■ Selected text:
Dicamba is a powerful herbicide that was previously not permitted for direct application on crops because of its toxicity and tendency to move off-site or drift and potentially harm neighboring farms, crops, and plants. However, farmers have sprayed the herbicide Roundup for so long that some weeds are now resistant to glyphosate, its primary active chemical ingredient. As a result, farmers have turned to dicamba to kill these new “super weeds,” which now affect more than two-thirds of U.S. farm acres (61 million acres).
Dicamba is more powerful than glyphosate-based herbicides like Monsanto’s Roundup, which farmers used before “super weeds” developed. Farms not planted with crops genetically modified to resist dicamba are extremely vulnerable to damage from the herbicide.
In order to combat the problem of Roundup-resistant “super weeds,” manufacturers developed new strains of soybeans and cotton that would be resistant to dicamba. However, the EPA had serious concerns about the proposed new uses for dicamba, which had long been known to be highly volatile and uncontrollable. The EPA delayed approval of the new dicamba formulations for several years, due to its concerns about the chemical’s propensity for off-site movement and the significant harm that it might pose to farmers and neighboring landowners. It approved three new formulations of dicamba for the 2017 growing season, which were supposedly less likely to be harmful than prior versions of dicamba:
However, these dicamba formulations were introduced to the market without independent rigorous testing. “As a result, millions of acres of farmland have been damaged in a real life science experiment conducted by Monsanto and the other manufacturers of dicamba at the farmers’ expense,” PRW attorney Paul Lesko stated. Dicamba was approved for over-the-top application in November, 2016; this resulted in a marked increase in dicamba utilization, leading to estimated damages of millions of acres of non-target plants and crops.

■ Entries provided:
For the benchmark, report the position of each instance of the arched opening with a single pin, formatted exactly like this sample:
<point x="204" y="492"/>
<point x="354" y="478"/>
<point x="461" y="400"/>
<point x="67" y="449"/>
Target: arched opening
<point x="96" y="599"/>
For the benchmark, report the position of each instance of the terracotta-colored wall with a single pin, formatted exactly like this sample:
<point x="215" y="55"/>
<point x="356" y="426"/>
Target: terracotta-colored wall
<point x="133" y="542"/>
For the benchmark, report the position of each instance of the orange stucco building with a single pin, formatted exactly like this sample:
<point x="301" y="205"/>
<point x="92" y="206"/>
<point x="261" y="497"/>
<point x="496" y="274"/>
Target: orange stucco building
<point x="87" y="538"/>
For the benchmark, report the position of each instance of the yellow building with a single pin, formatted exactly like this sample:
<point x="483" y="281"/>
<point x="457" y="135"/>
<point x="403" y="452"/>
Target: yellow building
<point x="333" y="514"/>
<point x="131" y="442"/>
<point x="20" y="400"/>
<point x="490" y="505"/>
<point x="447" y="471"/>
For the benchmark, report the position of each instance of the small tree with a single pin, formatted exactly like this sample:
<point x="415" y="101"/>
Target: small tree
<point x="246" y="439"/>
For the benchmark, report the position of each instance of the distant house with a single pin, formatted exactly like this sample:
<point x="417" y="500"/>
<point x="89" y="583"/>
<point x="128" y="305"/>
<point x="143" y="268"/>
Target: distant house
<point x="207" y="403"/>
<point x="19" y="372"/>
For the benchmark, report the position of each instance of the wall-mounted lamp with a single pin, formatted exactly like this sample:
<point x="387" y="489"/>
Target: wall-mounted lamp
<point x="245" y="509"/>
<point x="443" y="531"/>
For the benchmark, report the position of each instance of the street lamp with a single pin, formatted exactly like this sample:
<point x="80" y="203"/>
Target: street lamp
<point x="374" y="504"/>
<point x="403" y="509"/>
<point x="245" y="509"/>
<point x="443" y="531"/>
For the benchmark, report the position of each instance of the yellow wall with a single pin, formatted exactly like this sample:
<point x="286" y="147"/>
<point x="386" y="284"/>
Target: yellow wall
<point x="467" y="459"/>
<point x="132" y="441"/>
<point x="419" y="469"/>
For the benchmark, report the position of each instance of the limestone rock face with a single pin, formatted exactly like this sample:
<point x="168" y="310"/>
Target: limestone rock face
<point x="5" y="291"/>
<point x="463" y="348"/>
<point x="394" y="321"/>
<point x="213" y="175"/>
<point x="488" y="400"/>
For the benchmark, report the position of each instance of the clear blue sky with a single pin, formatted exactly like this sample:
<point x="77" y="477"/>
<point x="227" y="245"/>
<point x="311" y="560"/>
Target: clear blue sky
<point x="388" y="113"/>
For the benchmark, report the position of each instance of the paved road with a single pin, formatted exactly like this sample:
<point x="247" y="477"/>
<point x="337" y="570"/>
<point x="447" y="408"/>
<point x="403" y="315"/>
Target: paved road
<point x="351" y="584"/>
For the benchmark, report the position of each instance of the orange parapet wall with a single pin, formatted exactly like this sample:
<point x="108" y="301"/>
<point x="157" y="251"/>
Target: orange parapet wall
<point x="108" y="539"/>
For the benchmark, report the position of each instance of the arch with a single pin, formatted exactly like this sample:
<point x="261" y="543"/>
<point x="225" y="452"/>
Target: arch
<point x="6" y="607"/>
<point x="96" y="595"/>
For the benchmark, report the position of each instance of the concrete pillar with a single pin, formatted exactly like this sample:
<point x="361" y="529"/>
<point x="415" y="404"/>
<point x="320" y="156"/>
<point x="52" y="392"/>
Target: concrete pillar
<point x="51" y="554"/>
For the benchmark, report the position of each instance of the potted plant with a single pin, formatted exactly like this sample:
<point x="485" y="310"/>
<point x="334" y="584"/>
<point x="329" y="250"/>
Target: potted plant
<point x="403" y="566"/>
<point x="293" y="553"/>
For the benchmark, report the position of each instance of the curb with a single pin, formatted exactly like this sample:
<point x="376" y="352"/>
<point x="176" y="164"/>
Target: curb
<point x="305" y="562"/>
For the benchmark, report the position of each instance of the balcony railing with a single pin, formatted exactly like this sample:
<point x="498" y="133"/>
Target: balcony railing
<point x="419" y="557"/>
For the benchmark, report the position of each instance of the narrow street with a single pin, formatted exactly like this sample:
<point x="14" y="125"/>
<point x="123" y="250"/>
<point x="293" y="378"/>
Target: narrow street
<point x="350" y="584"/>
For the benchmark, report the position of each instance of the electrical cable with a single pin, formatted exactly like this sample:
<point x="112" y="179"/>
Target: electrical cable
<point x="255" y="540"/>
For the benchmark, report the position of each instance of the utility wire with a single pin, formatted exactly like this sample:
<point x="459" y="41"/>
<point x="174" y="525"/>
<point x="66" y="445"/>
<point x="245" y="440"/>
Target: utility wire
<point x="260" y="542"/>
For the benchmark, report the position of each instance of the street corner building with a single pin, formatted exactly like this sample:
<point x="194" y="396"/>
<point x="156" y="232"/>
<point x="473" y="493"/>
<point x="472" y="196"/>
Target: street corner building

■ Explore the material:
a. Write out the dicamba passage word for word, beginning at "Dicamba is more" and continuing through "from the herbicide.".
b. Continue the text on dicamba herbicide from its final sentence.

■ Answers:
a.
Dicamba is more powerful than glyphosate-based herbicides like Monsanto’s Roundup, which farmers used before “super weeds” developed. Farms not planted with crops genetically modified to resist dicamba are extremely vulnerable to damage from the herbicide.

b.
There have been reports of dicamba damaging crops and plants in Missouri, Arkansas, Tennessee, Mississippi, Illinois, Indiana, Iowa, Minnesota, North Dakota, South Dakota, Kansas, Nebraska, Kentucky, Ohio, North Carolina, Virginia, Louisiana, Alabama, Georgia, Michigan, Pennsylvania, and Wisconsin. It is estimated that approximately 3.1 million acres of soybeans have been damaged by dicamba already.
Through surveys of state departments of agriculture, the findings identify at least 2,242 official investigations into dicamba damage nationwide, as of August 10, 2017. Estimates from state extension weed scientists, meanwhile, show suspected dicamba damage has affected at least 3.1 million acres of soybeans overall — an area approaching the size of Connecticut.
There have been a record number of complaints about off-target dicamba movement in multiple States. In Arkansas alone, there have been at least 876 complaints made by farmers to the Arkansas Plant Board. Arkansas and Missouri enacted bans on the use of dicamba, and several other States added additional restrictions in the middle of the growing season. Additionally, valuable crops like tomatoes, tobacco, melons, pumpkins, and fruits have also been damaged by dicamba, as well as standing timber and ornamentals.
While local authorities have leveled some fines against farmers who misuse dicamba, these fines often run from just $200 to $1,000—a meager number that pales in comparison to the damage done by dicamba misuse. In some cases, the culpable party just received a warning. According to Modern Farmer, farmers impacted by dicamba will lose an estimated 10 to 30 percent of their annual crop yield. Experts estimate that dicamba has already adversely affected more than 3 million acres of farmland.
Because these fines are so minimal, and because Monsanto, BASF and DuPont are unlikely to face criminal charges, many farmers in Arkansas and neighboring states have filed lawsuits seeking restitution for the damage done to their crops or reduced crop yields. These lawsuits are not aimed against their neighboring farmers, but rather herbicide manufacturers like Monsanto, DuPont, and BASF.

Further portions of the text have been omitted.